--- Passage shown Enclosed Below ---
Image: Teheran Times

During the coming decades, it may become increasingly difficult to induce Americans to help defend any of the increasingly numerous countries with birth rates far too low to replace their population, even if a country in question is democratically governed.

There is scant evidence that a country’s having a birth rate far lower than is needed to replace itspopulation now diminishes Americans’ willingness to help it defend itself. US Senator JD Vance, speaking on the Senate floor on February 12 to oppose further US military aid to Ukraine, pointed out that “not a single country – not even the US – within the NATO alliance has birthrates at replacement level.” But did not mention Ukraine’s birth rate, which is lower than that of any NATO country save Malta.  

However, American pundit David P. Goldman, in essays about Taiwan and Ukraine published by Asia Times in October 2021 and January 2022, suggested that those polities’ very low birth rates might warrant limiting Western military support for them. That may be a harbinger of things to come.  

The global demographic predicament   

In recent decades, the birth rate of nearly every country in the world has fallen. Nothing suggests that this trend might be reversed in the foreseeable future.

Starting in the 1970s, more and more rich or middle-income countries have come to have total fertility rates (a TFR is the average lifetime number of live births per woman) much lower than are needed to replace the population. Save for Israel and Saudi Arabia, no rich country now has a TFR above 2.1, which is the rate needed for population replacement if child mortality is low and the female proportion of live births is not artificially diminished.

Countries with TFRs now near or below 1.3 are concentrated in East Asia and southern and eastern Europe.  They include:

  • Bosnia and Herzegovina, Cyprus, Italy, Jamaica, Japan, Spain and Thailand (TFRs of about 1.3);
  • Ukraine, China, Malta, and Macau (1.2 to 1.1); and
  • Singapore, Taiwan, Hong Kong and South Korea (1.0 to 0.7).  

Many other counties – including the Western Hemisphere’s Canada and Chile and Europe’s Albania, Austria, Belarus, Croatia, Finland, Germany, Greece, Hungary, North Macedonia, Norway, Poland, Portugal, Russia, Serbia and Switzerland – now have TFRs of around 1.4 or 1.5.

In 2022, only one continent, Africa, had a TFR above 2.1. Africa’s TFR was about 4.2; Oceania’s about 2.1; Asia’s about 1.9; Latin America’s about 1.8; Northern America’s about 1.6; and Europe’s about 1.5.
--- End of Enclosed Passage shown ---
In the passage on birth rates, which continent was the only one with a TFR above 2.1 in 2022? The lines here have no connection to the passage on birth rates.
--- Stored data Enclosed Below ---
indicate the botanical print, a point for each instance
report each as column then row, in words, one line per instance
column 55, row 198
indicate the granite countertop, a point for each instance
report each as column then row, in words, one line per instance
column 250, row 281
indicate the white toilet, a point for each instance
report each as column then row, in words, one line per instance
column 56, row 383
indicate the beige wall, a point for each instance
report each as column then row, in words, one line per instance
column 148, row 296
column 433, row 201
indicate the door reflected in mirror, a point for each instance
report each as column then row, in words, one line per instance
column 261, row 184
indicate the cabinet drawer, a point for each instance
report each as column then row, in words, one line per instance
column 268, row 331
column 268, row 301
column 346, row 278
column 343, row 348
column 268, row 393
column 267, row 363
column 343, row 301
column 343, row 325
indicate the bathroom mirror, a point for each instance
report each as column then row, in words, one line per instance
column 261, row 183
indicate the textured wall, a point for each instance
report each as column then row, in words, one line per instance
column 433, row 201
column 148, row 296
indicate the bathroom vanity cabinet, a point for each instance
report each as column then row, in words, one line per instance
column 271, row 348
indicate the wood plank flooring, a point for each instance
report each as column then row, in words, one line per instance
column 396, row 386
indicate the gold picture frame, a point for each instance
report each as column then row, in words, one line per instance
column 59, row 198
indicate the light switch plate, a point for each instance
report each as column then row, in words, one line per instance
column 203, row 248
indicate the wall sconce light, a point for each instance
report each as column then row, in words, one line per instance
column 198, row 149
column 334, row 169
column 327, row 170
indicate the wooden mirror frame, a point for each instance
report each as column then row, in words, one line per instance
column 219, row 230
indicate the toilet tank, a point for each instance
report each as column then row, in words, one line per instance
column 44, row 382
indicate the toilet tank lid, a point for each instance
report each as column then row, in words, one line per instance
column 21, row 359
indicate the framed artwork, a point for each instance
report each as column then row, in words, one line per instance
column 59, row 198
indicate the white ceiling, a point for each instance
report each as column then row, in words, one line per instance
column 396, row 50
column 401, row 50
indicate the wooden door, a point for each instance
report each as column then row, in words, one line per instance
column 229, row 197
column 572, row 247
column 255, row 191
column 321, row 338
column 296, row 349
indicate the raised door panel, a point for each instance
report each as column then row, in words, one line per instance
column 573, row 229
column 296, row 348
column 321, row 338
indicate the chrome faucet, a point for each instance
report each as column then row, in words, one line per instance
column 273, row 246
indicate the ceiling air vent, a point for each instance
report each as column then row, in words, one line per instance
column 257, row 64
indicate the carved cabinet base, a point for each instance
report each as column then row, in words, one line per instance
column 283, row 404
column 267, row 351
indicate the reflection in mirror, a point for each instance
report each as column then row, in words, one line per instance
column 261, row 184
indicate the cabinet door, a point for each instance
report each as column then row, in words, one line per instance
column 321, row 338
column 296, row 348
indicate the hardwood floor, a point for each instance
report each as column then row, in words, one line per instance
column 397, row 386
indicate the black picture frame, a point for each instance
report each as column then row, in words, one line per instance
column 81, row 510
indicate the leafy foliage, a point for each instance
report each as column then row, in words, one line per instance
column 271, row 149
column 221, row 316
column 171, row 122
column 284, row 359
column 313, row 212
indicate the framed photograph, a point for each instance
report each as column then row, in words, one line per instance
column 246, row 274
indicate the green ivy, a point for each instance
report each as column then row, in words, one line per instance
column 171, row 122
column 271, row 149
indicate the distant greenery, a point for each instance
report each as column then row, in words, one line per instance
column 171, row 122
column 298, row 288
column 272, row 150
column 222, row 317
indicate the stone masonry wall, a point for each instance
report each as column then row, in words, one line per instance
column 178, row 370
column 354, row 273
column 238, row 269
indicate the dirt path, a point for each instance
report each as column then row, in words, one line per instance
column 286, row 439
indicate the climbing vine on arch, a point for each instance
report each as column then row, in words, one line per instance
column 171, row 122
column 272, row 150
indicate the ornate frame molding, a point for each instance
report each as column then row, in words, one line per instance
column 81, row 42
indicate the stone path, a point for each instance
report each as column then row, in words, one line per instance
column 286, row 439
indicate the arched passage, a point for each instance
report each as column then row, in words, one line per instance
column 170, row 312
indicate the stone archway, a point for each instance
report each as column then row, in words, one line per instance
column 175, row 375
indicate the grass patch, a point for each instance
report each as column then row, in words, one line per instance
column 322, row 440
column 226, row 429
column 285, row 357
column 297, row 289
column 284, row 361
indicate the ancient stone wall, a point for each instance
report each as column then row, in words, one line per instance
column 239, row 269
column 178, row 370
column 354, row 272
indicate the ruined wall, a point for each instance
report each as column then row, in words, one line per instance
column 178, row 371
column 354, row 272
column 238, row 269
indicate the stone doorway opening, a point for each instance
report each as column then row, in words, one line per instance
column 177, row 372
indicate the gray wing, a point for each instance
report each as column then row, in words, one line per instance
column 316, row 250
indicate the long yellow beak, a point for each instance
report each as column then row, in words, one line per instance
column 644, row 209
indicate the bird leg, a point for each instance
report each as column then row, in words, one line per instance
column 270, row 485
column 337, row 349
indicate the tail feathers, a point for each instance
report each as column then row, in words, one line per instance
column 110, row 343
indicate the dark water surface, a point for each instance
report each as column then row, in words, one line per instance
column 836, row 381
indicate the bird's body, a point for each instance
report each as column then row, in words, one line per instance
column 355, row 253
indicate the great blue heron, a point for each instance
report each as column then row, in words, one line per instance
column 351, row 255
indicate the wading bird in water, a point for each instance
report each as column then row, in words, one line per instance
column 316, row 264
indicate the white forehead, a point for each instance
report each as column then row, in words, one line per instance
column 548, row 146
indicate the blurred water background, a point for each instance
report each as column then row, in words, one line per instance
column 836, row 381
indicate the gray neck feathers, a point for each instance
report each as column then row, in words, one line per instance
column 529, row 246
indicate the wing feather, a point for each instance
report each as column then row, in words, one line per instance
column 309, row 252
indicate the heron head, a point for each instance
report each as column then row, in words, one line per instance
--- End of Enclosed Stored data ---
[Answer box] Africa